■ EXERCISE INSTRUCTIONS
List every line in the data below that contains the word "dark". Case counts.

■ DATASET RECORDS
* * *

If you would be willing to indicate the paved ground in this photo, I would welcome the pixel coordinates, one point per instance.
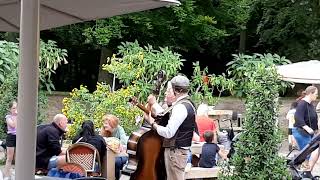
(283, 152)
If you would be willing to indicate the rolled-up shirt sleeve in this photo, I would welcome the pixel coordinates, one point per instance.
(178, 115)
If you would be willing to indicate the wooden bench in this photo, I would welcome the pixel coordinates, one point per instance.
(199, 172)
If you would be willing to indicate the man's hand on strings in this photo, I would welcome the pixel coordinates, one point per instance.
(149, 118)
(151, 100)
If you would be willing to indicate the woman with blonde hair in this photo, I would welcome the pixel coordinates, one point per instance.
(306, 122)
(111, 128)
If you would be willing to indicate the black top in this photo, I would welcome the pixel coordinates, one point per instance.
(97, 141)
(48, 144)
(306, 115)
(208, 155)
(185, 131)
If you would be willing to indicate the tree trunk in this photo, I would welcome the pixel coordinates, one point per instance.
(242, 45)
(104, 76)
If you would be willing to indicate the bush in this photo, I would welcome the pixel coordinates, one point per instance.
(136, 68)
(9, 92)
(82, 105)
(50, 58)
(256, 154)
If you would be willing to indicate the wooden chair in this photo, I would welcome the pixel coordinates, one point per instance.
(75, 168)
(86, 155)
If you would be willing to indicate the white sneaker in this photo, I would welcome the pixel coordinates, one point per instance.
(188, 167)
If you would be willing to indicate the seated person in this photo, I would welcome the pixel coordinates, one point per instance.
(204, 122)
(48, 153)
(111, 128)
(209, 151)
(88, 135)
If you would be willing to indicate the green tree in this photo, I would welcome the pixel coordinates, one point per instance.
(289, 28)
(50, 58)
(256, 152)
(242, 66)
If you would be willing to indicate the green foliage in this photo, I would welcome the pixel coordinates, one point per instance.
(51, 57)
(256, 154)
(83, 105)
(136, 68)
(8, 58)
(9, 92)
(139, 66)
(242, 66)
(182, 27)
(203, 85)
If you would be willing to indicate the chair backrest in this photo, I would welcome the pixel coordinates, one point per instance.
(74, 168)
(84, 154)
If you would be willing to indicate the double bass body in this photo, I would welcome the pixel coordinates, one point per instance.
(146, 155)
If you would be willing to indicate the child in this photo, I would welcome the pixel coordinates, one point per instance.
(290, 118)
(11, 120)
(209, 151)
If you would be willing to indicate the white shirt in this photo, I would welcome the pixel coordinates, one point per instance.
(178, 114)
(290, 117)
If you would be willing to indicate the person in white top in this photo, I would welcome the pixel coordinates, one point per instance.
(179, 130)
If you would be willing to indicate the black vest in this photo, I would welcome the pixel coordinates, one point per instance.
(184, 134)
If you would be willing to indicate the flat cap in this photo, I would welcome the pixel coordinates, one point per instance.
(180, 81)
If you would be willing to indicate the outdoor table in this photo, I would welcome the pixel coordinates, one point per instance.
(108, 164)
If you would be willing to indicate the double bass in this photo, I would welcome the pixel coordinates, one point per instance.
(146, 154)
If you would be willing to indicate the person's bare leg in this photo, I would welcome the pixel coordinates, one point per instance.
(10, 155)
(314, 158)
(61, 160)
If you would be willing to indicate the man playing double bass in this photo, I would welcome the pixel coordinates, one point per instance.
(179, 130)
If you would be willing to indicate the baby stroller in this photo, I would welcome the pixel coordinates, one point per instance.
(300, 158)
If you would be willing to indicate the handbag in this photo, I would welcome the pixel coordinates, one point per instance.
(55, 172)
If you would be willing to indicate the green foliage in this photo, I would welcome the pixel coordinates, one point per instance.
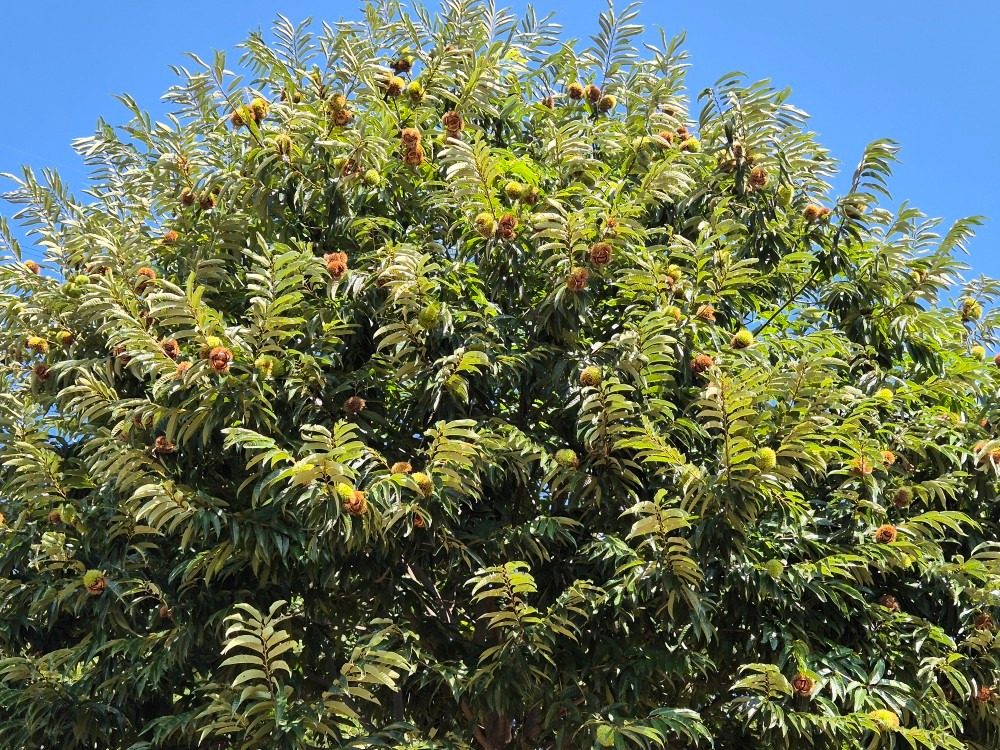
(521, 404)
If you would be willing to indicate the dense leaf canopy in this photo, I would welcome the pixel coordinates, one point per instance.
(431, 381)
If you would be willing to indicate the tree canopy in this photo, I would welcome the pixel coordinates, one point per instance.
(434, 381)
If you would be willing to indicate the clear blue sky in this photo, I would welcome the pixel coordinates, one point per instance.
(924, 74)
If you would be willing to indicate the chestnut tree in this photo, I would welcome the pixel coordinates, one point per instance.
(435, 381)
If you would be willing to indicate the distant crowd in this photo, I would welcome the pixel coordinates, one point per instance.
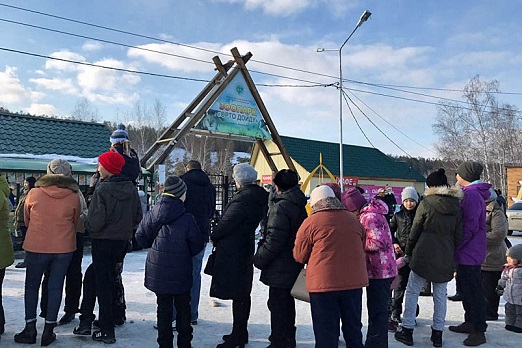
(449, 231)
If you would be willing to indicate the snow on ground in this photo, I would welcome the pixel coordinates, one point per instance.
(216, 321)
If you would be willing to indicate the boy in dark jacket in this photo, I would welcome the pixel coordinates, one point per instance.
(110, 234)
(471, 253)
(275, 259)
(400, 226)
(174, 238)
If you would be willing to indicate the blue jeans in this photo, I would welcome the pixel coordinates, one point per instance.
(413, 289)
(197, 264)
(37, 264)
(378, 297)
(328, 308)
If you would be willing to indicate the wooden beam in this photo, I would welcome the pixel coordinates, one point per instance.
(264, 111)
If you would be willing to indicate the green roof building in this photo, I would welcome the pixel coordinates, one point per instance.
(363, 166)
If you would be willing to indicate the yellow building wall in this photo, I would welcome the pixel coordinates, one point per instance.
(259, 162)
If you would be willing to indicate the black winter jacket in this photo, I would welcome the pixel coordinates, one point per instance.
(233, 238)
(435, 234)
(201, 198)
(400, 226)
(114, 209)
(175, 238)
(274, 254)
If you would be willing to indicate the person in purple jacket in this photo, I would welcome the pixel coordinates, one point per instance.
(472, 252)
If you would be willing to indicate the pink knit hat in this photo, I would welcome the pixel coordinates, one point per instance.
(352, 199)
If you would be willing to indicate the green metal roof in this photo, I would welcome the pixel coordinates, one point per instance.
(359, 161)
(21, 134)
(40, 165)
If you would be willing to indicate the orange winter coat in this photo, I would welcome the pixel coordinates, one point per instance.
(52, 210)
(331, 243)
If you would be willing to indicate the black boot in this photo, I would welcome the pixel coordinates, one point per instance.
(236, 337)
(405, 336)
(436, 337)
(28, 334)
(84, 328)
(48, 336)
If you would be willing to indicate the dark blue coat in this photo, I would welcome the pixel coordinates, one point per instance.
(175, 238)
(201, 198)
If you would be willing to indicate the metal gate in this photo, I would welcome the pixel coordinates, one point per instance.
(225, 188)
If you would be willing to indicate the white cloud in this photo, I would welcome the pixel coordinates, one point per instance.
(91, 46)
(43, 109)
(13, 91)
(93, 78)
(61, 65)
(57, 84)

* * *

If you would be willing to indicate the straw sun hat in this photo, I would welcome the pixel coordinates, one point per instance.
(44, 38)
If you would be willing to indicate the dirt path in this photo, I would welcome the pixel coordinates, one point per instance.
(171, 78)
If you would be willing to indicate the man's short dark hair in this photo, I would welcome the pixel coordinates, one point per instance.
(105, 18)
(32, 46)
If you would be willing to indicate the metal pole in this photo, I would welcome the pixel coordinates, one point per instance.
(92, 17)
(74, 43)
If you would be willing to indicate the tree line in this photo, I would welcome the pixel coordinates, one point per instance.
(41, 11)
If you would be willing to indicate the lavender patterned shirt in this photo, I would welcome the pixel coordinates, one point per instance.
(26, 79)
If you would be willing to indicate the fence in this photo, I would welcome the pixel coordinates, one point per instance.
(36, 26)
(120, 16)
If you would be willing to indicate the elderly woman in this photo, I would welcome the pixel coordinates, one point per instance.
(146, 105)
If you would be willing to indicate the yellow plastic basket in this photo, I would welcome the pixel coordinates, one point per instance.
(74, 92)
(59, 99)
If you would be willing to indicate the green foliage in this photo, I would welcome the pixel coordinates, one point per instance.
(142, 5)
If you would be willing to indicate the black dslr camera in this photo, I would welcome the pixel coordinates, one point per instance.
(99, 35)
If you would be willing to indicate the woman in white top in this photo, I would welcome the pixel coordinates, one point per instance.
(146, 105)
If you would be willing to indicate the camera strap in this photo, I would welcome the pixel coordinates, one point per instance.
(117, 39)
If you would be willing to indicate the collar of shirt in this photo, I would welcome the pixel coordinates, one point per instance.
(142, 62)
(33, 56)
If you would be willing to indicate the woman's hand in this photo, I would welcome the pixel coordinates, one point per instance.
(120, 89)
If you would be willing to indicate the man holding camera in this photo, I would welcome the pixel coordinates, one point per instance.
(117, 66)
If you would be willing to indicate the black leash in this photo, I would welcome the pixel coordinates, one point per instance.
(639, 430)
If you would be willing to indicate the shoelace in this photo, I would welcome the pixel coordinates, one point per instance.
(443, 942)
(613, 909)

* * *

■ PROBLEM SOLUTION
If you would be willing to indicate the boy in dark jacket in this photo, I would welcome the pixel coordinates, one point per instance.
If you would be willing to indicate the dark blue coat in this photo, I would welcome the pixel coordinates, one point per instance.
If you would be willing to indicate the man's short dark hair in this photo, I would welcome the pixel coordinates, one point per instance.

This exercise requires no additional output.